U.S. Small Business Administration (SBA) – Are You Eligible to be Certified as a Small Disadvantaged Business?

As a small business, there are several types of certifications that you can obtain that can help you qualify for more government contracts. By registering with the Small Business Administration's 8(a) Business Development Program, you could become eligible to bid on certain contracts that are subject to little or no competition. Applying for certification with the Business Development Program is free; companies simply have to take the time to apply. Obtaining this certification is certain to help small businesses find more contract opportunities in the public sector.

Are you Eligible to Apply?

In order to be approved for the 8(a) Business Development Program, businesses must be able to answer “Yes” to all of the following questions:

  • Is the business majority owned (51 percent or more) by an individual?
  • Is the individual who owns the business an American Citizen, either by birth or naturalization?

## Given task
Please repeat the part of the SBA certification text starting at "U.S. Small Business" and ending at "the public sector.", word for word.

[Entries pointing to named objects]
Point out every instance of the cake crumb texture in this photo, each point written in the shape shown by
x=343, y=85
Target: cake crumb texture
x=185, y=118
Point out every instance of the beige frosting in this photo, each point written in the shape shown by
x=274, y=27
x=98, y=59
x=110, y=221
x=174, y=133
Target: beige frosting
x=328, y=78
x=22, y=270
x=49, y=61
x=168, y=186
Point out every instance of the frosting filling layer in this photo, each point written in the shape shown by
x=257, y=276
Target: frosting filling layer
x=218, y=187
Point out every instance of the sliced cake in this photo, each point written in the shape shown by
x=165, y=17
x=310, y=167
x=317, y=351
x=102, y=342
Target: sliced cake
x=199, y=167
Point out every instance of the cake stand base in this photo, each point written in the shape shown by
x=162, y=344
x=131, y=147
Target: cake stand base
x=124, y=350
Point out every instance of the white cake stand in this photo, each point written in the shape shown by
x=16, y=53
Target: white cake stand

## Final result
U.S. Small Business Administration (SBA) – Are You Eligible to be Certified as a Small Disadvantaged Business?

As a small business, there are several types of certifications that you can obtain that can help you qualify for more government contracts. By registering with the Small Business Administration's 8(a) Business Development Program, you could become eligible to bid on certain contracts that are subject to little or no competition. Applying for certification with the Business Development Program is free; companies simply have to take the time to apply. Obtaining this certification is certain to help small businesses find more contract opportunities in the public sector.